--- SUPPLIED TEXT ---
────────
IIRC form.show implies an activation of the form and sets focus to the form,
while only setting form.visible=.T. does not.

Regards
Bernhard Sander

Re: [surve] what if... by Al

Al
Sat Jan 06 08:27:45 CST 2007

I agree with you !
IMHO, if a new form is opened (say in response to user needing some info and
opening form B while editing form A), there is no reason to have anything
fire in form A (other than possibly form.deactivate).

Imagine sitting on a field that has immediate validation, either from valid
or lost focus, or any range check, or ... (there are many good reasons for
some immediate validation) and the user has not yet input anything (or
something invalid such as an invalid date!) and needs to open another form
(event driven <g>)

al


"Man-wai Chang" <toylet.toylet@gmail.com> wrote in message
news:%23HfZ6GXMHHA.536@TK2MSFTNGP02.phx.gbl...
>
> The object of a form would not lost focus when a form opens on top of
> it? Would it make everyone's life easier?
>
> --
> .~. Might, Courage, Vision, SINCERITY. http://www.linux-sxs.org
> / v \ Simplicity is Beauty! May the Force and Farce be with you!
────────
--- RECORD SET ---
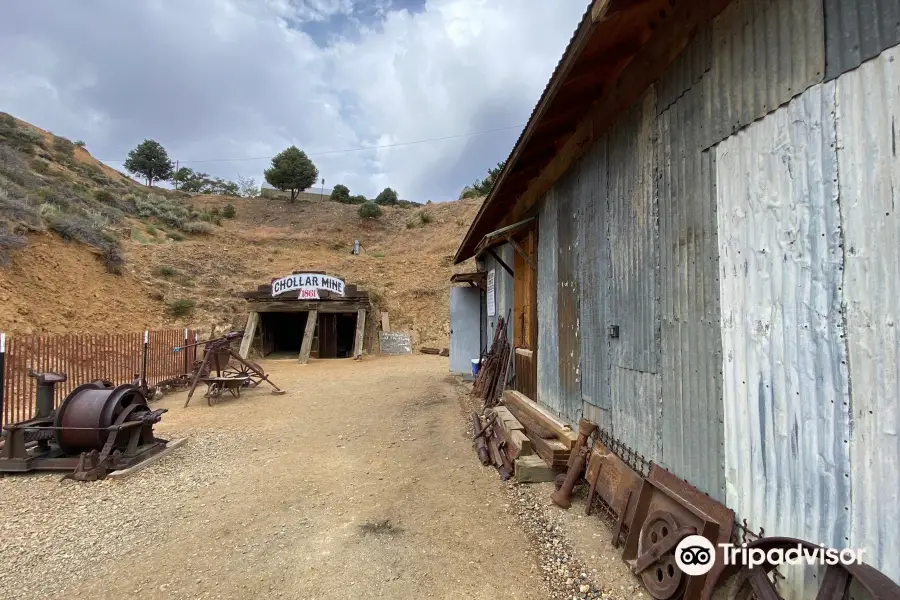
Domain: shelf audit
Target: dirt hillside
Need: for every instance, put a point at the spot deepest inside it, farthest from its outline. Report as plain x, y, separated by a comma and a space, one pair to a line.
────────
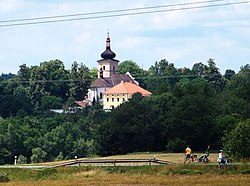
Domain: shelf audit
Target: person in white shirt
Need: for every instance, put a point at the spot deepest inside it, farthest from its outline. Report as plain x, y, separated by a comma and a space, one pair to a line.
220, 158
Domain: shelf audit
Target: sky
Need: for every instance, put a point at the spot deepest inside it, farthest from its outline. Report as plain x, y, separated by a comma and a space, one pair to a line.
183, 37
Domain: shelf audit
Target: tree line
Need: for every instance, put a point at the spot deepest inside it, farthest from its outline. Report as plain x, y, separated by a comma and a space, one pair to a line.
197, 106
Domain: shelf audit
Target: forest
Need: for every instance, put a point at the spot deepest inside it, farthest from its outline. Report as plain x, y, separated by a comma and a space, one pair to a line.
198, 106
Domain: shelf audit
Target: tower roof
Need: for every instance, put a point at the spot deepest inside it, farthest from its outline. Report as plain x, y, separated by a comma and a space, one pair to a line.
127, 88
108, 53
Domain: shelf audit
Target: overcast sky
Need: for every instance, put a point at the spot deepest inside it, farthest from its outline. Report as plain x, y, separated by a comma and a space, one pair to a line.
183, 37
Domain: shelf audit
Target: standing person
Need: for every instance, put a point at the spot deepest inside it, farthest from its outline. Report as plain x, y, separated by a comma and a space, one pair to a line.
────────
--- STATED EXERCISE A ---
In the forum thread about form focus, what does form.show do that setting form.visible=.T. does not?
--- STATED EXERCISE B ---
Resume the forum thread about form focus, picking up right after its final line.

--- WRITTEN ANSWER A ---
It activates the form and sets focus to it.

--- WRITTEN ANSWER B ---
> /( _ )\ (Ubuntu 6.10) Linux 2.6.19.1
> ^ ^ 17:02:01 up 24 days 23:14 0 users load average: 1.03 1.06 1.01
> news://news.3home.net news://news.hkpcug.org news://news.newsgroup.com.hk



Re: [surve] what if... by Man-wai

Man-wai
Sat Jan 06 08:42:48 CST 2007

> Imagine sitting on a field that has immediate validation, either from valid
> or lost focus, or any range check, or ... (there are many good reasons for
> some immediate validation) and the user has not yet input anything (or
> something invalid such as an invalid date!) and needs to open another form
> (event driven <g>)

The biggest problem of having only one focus is when you have
a form that needs to accept both speedy keyboard and mouse input.
The when(), valid(), keypress() and lostfocus() stuffs made everything
a mess.

--
.~. Might, Courage, Vision, SINCERITY. http://www.linux-sxs.org
/ v \ Simplicity is Beauty! May the Force and Farce be with you!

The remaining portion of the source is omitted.